## [INSTRUÇÕES DE TRABALHO]
1 – Segundo o texto sobre a Constituição, em que data foi inaugurada a nova ordem constitucional?
2 – Dê sequência ao texto sobre a Constituição, escrevendo o trecho que viria logo após a última frase apresentada.

## [TEXTO PARA LEITURA]
------------------------------------------------------------------------

Todavia, mais do que a constatação do caráter anacrônico do instituto ora guerreado, é curial examinar sua adequação aos preceitos fundamentais da nova ordem constitucional, inaugurada em 05 de outubro de 1988.
O inciso XXXIII do art. 5º da Constituição determina o seguinte:
“todos têm direito a receber dos órgãos públicos informações de seu interesse particular, ou de interesse coletivo ou geral, que serão prestadas no prazo da lei, sob pena de responsabilidade, ressalvadas aquelas cujo sigilo seja imprescindível à segurança da sociedade e do Estado ”
Já o inciso LX do art. 5º do Estatuto Político, por sua vez, estabelece:
“a lei só poderá restringir a publicidade dos atos processuais quando a defesa da intimidade ou o interesse social o exigirem”
Por fim, o caput do art. 37 estatui o seguinte:
“A administração pública direta e indireta de qualquer dos poderes da União, dos Estados, do Distrito Federal e dos Municípios obedecerá aos princípios da legalidade, impessoalidade, moralidade, publicidade e eficiência e, também, ao seguinte:....”

------------------------------------------------------------------------

(Registros armazenados)
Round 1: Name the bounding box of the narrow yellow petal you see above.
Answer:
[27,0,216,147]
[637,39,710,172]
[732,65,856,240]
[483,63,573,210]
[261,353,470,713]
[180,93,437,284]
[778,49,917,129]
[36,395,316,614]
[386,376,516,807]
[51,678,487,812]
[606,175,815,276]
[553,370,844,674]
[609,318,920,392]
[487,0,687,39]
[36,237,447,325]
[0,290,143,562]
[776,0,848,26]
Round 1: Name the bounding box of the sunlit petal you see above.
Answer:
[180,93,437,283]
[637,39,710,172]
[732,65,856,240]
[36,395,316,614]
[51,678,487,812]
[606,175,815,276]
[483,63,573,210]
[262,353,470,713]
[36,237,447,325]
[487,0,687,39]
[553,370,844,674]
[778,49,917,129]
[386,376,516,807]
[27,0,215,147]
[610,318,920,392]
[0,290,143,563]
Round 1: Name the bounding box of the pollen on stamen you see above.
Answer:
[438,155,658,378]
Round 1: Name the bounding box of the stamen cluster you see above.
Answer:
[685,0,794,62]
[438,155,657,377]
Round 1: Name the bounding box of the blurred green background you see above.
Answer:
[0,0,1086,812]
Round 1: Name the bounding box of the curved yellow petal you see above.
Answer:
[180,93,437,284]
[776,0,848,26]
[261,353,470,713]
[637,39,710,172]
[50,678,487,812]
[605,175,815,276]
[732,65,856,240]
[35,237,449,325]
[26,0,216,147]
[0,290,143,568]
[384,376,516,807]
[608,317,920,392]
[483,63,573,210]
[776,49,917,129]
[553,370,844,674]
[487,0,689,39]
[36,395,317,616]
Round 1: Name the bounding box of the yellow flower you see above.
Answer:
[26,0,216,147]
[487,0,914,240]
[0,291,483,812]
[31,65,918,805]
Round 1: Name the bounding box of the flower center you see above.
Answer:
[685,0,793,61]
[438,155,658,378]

------------------------------------------------------------------------

## [RESPOSTAS ESPERADAS]
1 – Em 05 de outubro de 1988.

2 –
Ora, fica mais do que evidente, pela leitura destes dispositivos, que a diretriz tomada pela Constituição Federal de 1988 foi no sentido de consagrar o princípio da publicidade dos atos da administração pública.
A regra geral, portanto, é a publicidade dos atos da administração, que só poderá ser excepcionada quando o interesse público assim o exigir. Carlos Ari Sundfeld salienta que:
“A Administração jamais maneja interesses, poderes ou direitos pessoais seus, surge o dever da absoluta transperência. ‘Todo poder emano do povo e em seu nome será exercido’ (CF, art. 1º, § 1º). É óbvio, então, que o povo, titular do poder, tem o direito de conhecer tudo o que concerne à Administração, de controlar passo a passo o exercício do poder.” (Princípio da publicidade administrativa. Direito de certidão, vista e intimação. Revista de Direito Público, volume 82, página 54)
Não se desconhece que a segunda parte do inciso XXXIII do art. 5º excepciona a publicidade quando for imprescindível à segurança do Estado.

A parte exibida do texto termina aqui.